** Opening SOURCE PASSAGE block **

Affinage

DUOX2

Dual oxidase 2 · UniProt Q9NRD8

Length
1548 aa
Mass
175.4 kDa
Annotated
2026-04-28
13 papers in source corpus 10 papers cited in narrative 10 extracted findings

Mechanistic narrative

Synthesis pass · prose summary of the discoveries below

DUOX2 is a Ca²⁺-dependent, flavoprotein NADPH oxidase that generates hydrogen peroxide at the apical membrane of thyrocytes and intestinal epithelial cells, serving as the essential oxidant source for thyroperoxidase-catalyzed iodination of thyroglobulin during thyroid hormone biosynthesis and as a regulator of mucosal barrier function. The enzyme contains two EF-hand motifs conferring calcium dependence, plus FAD- and NADPH-binding domains that mediate electron transfer from NAD(P)H to molecular oxygen (PMID:10601291). Full enzymatic activity requires thyroid-specific maturation factors beyond thyroperoxidase and p22Phox, as the immature, incompletely glycosylated intracellular form produced in heterologous cells is catalytically inactive (PMID:11822874). Biallelic loss-of-function mutations in DUOX2 cause permanent congenital hypothyroidism due to defective H₂O₂ production and iodide organification, while monoallelic mutations produce transient hypothyroidism (PMID:12110737).

Mechanistic history

Synthesis pass · year-by-year structured walk · 8 steps
  1. 1999 High

    Identification of DUOX2 as the principal thyroid H₂O₂-generating enzyme resolved the long-standing question of which oxidase supplies the oxidant for thyroid hormone synthesis, establishing its flavoprotein nature and Ca²⁺-dependent regulation via EF-hand motifs.

    Evidence Purification from pig thyroid plasma membrane, microsequencing, cDNA cloning, and domain analysis

    PMID:10601291

    Open questions at the time
    • Catalytic mechanism and stoichiometry of electron transfer not resolved
    • Whether DUOX2 produces superoxide or directly H₂O₂ not distinguished
  2. 2000 High

    Cloning of DUOX2 and DUOX1 as a paralog pair and demonstration of their apical thyrocyte colocalization with thyroperoxidase established the spatial framework for coupled H₂O₂ production and iodination at the thyroid apical surface.

** Closing SOURCE PASSAGE block **

■ **YOUR TASKS**:
**A)** According to the DUOX2 entry, which two kinds of cells generate hydrogen peroxide at their apical membrane through DUOX2?
**B)** Copy the DUOX2 entry word for word, from "Mechanistic history" up to and including "via EF-hand motifs.".

** Opening GIVEN DATA block **

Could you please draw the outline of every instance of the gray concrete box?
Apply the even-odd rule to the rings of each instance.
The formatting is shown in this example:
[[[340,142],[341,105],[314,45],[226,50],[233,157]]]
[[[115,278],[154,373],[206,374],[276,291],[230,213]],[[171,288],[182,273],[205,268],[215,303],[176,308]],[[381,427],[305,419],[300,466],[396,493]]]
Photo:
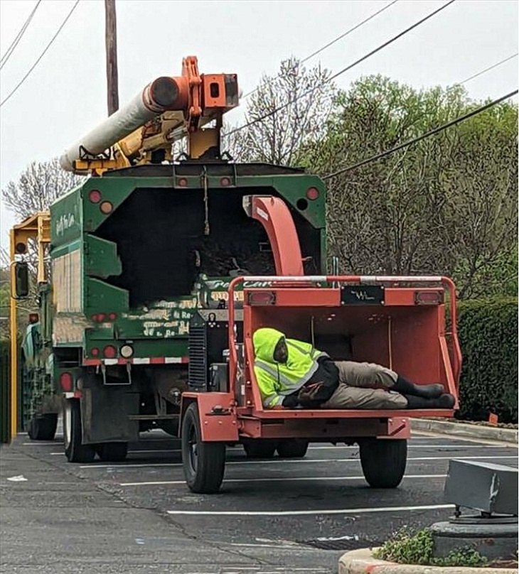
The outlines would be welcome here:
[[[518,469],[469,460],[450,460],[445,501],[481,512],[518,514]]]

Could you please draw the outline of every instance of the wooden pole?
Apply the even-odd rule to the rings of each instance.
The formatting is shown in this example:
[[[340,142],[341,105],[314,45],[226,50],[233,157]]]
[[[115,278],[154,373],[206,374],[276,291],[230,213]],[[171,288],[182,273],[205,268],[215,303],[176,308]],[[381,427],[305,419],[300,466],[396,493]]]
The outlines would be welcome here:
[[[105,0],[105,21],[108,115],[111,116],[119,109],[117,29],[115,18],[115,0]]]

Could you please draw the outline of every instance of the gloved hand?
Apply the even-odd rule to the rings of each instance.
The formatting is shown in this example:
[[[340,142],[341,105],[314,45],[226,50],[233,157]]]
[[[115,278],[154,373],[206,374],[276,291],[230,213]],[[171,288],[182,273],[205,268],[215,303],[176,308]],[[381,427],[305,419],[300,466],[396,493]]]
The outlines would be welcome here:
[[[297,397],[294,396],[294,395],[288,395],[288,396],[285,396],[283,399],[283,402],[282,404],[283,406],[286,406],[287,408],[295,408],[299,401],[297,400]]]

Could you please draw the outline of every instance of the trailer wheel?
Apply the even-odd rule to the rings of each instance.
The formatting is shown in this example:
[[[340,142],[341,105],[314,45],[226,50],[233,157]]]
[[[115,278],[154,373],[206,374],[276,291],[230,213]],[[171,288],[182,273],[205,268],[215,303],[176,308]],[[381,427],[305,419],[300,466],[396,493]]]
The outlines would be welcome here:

** Closing GIVEN DATA block **
** Opening GIVEN DATA block **

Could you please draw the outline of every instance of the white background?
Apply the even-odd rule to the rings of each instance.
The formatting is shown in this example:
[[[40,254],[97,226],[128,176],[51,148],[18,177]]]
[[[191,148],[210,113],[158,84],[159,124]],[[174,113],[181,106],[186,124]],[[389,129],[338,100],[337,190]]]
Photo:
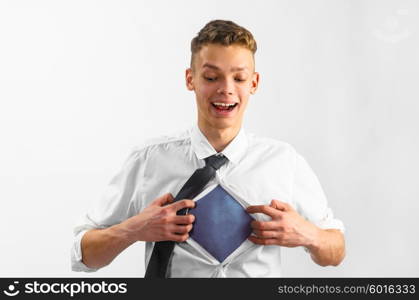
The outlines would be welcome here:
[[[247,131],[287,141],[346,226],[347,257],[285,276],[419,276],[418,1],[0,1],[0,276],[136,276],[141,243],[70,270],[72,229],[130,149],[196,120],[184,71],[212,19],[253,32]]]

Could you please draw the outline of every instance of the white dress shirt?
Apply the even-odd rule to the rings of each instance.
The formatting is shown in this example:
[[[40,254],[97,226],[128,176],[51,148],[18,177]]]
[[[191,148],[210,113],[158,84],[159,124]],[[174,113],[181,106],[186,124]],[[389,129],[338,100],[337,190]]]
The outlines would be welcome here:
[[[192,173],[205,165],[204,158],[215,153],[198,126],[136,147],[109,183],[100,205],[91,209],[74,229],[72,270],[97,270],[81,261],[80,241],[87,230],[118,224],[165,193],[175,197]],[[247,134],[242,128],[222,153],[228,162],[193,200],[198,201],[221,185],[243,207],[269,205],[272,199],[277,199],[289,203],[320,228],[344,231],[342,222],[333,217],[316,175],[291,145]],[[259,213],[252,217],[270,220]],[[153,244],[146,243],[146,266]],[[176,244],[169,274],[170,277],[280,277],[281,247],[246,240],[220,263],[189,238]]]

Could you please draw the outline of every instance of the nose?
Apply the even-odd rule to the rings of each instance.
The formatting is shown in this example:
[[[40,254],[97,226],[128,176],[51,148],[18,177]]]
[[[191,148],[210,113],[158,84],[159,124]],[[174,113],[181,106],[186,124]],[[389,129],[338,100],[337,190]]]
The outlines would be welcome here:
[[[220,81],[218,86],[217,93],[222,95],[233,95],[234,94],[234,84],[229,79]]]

** Closing GIVEN DATA block **
** Opening GIVEN DATA block **

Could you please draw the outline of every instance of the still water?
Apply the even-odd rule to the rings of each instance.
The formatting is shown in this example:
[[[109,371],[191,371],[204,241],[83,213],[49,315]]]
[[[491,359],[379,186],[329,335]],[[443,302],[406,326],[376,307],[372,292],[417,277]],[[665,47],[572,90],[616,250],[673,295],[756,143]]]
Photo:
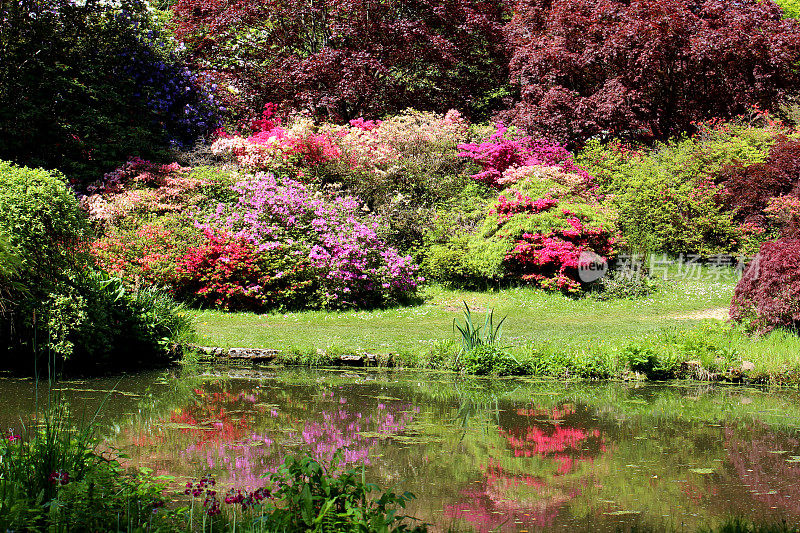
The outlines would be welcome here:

** Closing GIVEN DATA block **

■ **ANSWERS TO THE TASKS**:
**A)** Thyrocytes and intestinal epithelial cells.

**B)**
Mechanistic history

Synthesis pass · year-by-year structured walk · 8 steps
  1. 1999 High

    Identification of DUOX2 as the principal thyroid H₂O₂-generating enzyme resolved the long-standing question of which oxidase supplies the oxidant for thyroid hormone synthesis, establishing its flavoprotein nature and Ca²⁺-dependent regulation via EF-hand motifs.